İslam kültürünü, yeryüzünde yüz yıllar boyunca yaşatmış olan Osmanlı geleneğinde, mezarlıkların şehir merkezinde yapılmış olmasının sebebi de tam olarak budur işte. “Mezarlıkları görün! Ölümü unutmayın! Ahrette vereceğiniz hesabı aklınızdan çıkartmayın! Her canlı ölümü tadacaktır!” levhaları gibidir, şehir merkezlerinde kurulan mezarlıklar.
* * * * * *
“Kur’an okumayı öğrenip, namaz surelerini ezberledikten sonra en çok ezberlenen, en çok okunan sure hangisidir?” diye sorulsa hepimiz “Yasin suresi!” diye cevaplandırırız. Perşembe akşamları okunduğu kadar, ölmek üzere olanlara, mezarlıklarda ölülere okunan bir suredir Yasin. Hepimiz öyle alışmışız ki, “Yasin suresini ölüler için indirilmiş bir sure gibi algılıyoruz.
Yasin suresinin konusu yeniden diriliştir.
Surenin neredeyse tamamı ahreti konu edinmiş olmasından sure, “Kur’an’ın kalbi” olarak nitelenmiştir. Ahrete iman, imanın şartlarındandır.
Ahrette verilecek olan hesabı niçin inkar ederler? Dünya hayatını istedikleri gibi keyiflerine göre yaşamak isteyenler, hesap verilecek bir dünyanın varlığını inkar ederek kendilerini haklı göstermeye çalışıyorlar.
Öldükten sonraki hayat, yolun sonu demektir. Fakir de olsan, zengin de olsan, uzun da yaşasan kısa da yaşasan, padişah ta olsan köle de olsan eninde sonunda gideceğin yer mezardır, ahrettir.
“Bir kez geldin dünyaya! Hayatını yaşa!” düşüncesine karşı, “Dünya fani, ahret hayatı baki!” gerçeğini hatırlatır Yasin.
Ruhunuz ölmüşse, beden neye yarar?
Yasin suresi, ölümden sonraki hayat olan ahretten bahsederek, bedeni yöneten ruha, ölüm ve ahreti hatırlatarak ruhu diri tutmayı, sürekli istikametini kaybeden ruha, ölümü hatırlatarak ruhu yeniden diriltmeyi sağlar.
Ailesiyle, komşularıyla kurduğu ilişkilerde, “Sevap – günah var!” düşüncesiyle hareket etmesi gerekir, hesaba inanan insanın.
Ticaret yaparken, ”Hesap var!” düşüncesiyle alış – veriş yapmalı insan.
Bir haksızlıkla karşılaşıp öfkelendiği zaman, ”Ahret var!” diye kendini ferahlatmalı insan.
Herkes eğlenip keyfini bakarken, dünya zevklerden uzak durmaktan zorlandığı zaman, “Ölüm var!” diyerek kendini motive etmeli insan.
Kur’anı’ın kalbi olarak bildiğimiz Yasin suresi de, ayni işlevi yapmaktadır. Dünyada ki dirilere, ölüm ve sonrasında yaşanacak hayatı hatırlatarak, ruhu diri tutmak.

▸ **Verilen kayıtlar**:
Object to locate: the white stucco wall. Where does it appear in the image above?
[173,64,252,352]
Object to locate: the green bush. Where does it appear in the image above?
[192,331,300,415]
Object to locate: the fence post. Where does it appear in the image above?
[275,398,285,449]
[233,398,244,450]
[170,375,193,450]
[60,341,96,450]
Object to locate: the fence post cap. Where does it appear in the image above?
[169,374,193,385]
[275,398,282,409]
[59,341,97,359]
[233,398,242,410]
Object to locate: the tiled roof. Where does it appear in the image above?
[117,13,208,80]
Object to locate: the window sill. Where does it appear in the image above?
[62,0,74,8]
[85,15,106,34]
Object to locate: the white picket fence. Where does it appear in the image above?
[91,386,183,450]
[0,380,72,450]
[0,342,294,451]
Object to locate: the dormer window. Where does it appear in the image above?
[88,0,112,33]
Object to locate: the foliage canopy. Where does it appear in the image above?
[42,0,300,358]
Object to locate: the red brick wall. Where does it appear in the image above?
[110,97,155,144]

▸ **Yapılacaklar**:
(a) Yasin suresi hakkındaki metne göre aşağıdaki soruları cevaplayın:
(i) Osmanlı geleneğinde mezarlıklar nerede yapılmıştır?
(ii) Yasin suresinin konusu nedir?
(iii) Sure, neredeyse tamamı ahreti konu edindiği için nasıl nitelenmiştir?
(b) Yasin suresi hakkındaki metnin “Bir haksızlıkla karşılaşıp” sözleriyle başlayıp “motive etmeli insan.” sözlerine kadar süren bölümünü hiç değiştirmeden yeniden yazın.
(c) Lütfen Yasin suresi hakkındaki metni son cümlesinden sonra devam ettirin.

▸ **Alıştırma cevapları**:
(a)
(i) Şehir merkezinde.
(ii) Yeniden diriliş.
(iii) “Kur’an’ın kalbi” olarak.

(b)
Bir haksızlıkla karşılaşıp öfkelendiği zaman, ”Ahret var!” diye kendini ferahlatmalı insan.
Herkes eğlenip keyfini bakarken, dünya zevklerden uzak durmaktan zorlandığı zaman, “Ölüm var!” diyerek kendini motive etmeli insan.

(c)
Size verilen nimetleri hatırlayın!
Ölü topraktan ders almamız gerektiğini hatırlatır Yasin. İnsanın temel besin ihtiyaçlarını topraktan giderdiğini, toprak çekirdekleri büyütmemiş olsa insanın hiçbir şeyle beslenemeyeceğini hatırlamamızı ister Yasin. Ölü toprağa can veren Allah, sizi de öldükten sonra diriltecek.
Allah Hayvanları insan hizmet etmek için yaratmış. Arılar ihtiyaçları kadar bal üretmiyor. İnsana hizmet etmek için petek petek bal üretiyorlar.
Tavuklar, sadece yavrulamak için yumurta üretmiş olsaydı, sokaklar hep tavuk dolu olurdu. Ancak tavuklar yumurtalarını kendi gelecek nesillerinden daha çok, bizim için üretiyor.
İnekler, koyunlar sütlerini kendi yavruları için değil, insana hizmet için üretiyorlar. Sadece süt nimetinden mahrum kalsaydı insan, soframızdan neler eksik olurdu hiç düşündünüz mü? Süt, peynir, yağ, çökelek gibi birçoğumuz sofrasını süsleyen nimetleri, Allah’ın emriyle bizim için üreten hayvanlara borçluyuz.
Havaya, toprağa, suya, geceye, gündüze, çekirdekten çıkan çınara, gökten inen yağmura, yerden çıkan sebze – meyvelere, yıldızlara, güneşe, hayvanlara bakarak yaratıcısını hatırlamayan bir insanın ruhu ölmüştür. Yasin bu ölü ruhları diriltmek için okunur.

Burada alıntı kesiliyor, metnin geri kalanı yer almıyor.